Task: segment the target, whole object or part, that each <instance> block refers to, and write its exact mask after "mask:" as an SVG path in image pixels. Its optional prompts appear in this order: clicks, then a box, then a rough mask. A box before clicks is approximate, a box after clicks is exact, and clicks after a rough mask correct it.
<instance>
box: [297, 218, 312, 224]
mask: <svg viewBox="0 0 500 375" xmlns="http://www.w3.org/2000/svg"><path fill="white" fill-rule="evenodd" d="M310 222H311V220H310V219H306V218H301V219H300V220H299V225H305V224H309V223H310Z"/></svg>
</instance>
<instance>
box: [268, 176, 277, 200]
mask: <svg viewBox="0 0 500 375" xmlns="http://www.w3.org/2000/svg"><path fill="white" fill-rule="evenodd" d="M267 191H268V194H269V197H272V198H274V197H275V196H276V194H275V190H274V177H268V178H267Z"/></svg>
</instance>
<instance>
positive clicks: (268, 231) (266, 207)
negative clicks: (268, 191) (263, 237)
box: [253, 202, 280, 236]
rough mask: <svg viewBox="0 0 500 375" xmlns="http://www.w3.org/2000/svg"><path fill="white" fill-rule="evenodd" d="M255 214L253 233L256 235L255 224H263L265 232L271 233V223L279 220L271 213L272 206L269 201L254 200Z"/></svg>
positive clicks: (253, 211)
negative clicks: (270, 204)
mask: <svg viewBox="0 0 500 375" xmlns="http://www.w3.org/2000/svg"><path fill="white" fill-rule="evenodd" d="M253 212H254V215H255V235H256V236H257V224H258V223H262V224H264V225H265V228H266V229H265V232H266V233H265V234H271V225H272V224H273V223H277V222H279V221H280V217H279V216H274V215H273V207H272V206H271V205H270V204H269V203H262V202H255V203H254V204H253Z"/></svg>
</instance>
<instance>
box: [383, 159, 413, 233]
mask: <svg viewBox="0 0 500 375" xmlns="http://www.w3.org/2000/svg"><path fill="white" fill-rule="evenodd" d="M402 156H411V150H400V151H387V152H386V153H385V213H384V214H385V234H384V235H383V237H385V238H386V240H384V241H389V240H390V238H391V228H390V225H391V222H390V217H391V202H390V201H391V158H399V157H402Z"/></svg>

:: EXERCISE BRIEF ::
Could you return the complete listing, word for word?

:: RESULT OF THIS TASK ::
Task: segment the target, whole object or part, that each <instance> block refers to, and write its exact mask after "mask:" as an SVG path in image pixels. Its optional prompts appear in this order: clicks, then a box, then a rough mask. A box before clicks is approximate, a box after clicks is exact, and clicks after a rough mask correct it.
<instance>
box: [297, 218, 312, 224]
mask: <svg viewBox="0 0 500 375" xmlns="http://www.w3.org/2000/svg"><path fill="white" fill-rule="evenodd" d="M310 222H311V220H310V219H306V218H301V219H300V220H299V225H305V224H309V223H310Z"/></svg>
</instance>
<instance>
box: [268, 176, 277, 200]
mask: <svg viewBox="0 0 500 375" xmlns="http://www.w3.org/2000/svg"><path fill="white" fill-rule="evenodd" d="M267 191H268V194H269V197H272V198H274V197H275V196H276V194H275V190H274V177H268V178H267Z"/></svg>
</instance>
<instance>
positive clicks: (268, 231) (266, 207)
negative clicks: (268, 191) (263, 237)
box: [253, 202, 280, 236]
rough mask: <svg viewBox="0 0 500 375" xmlns="http://www.w3.org/2000/svg"><path fill="white" fill-rule="evenodd" d="M255 214L253 233L256 235L255 224H263L265 232L271 233V223L279 220L271 213L272 206L269 201L254 200Z"/></svg>
positive clicks: (253, 211)
negative clicks: (270, 204)
mask: <svg viewBox="0 0 500 375" xmlns="http://www.w3.org/2000/svg"><path fill="white" fill-rule="evenodd" d="M253 212H254V215H255V235H256V236H257V224H258V223H262V224H264V225H265V228H266V229H265V232H266V233H265V234H271V225H272V224H273V223H277V222H279V221H280V217H279V216H274V215H273V207H272V206H271V205H270V204H269V203H262V202H255V203H254V204H253Z"/></svg>
</instance>
<instance>
box: [383, 159, 413, 233]
mask: <svg viewBox="0 0 500 375" xmlns="http://www.w3.org/2000/svg"><path fill="white" fill-rule="evenodd" d="M402 156H411V150H400V151H387V152H386V153H385V213H384V214H385V234H384V235H383V237H385V238H386V240H384V241H389V240H390V238H391V228H390V225H391V222H390V217H391V202H390V201H391V158H399V157H402Z"/></svg>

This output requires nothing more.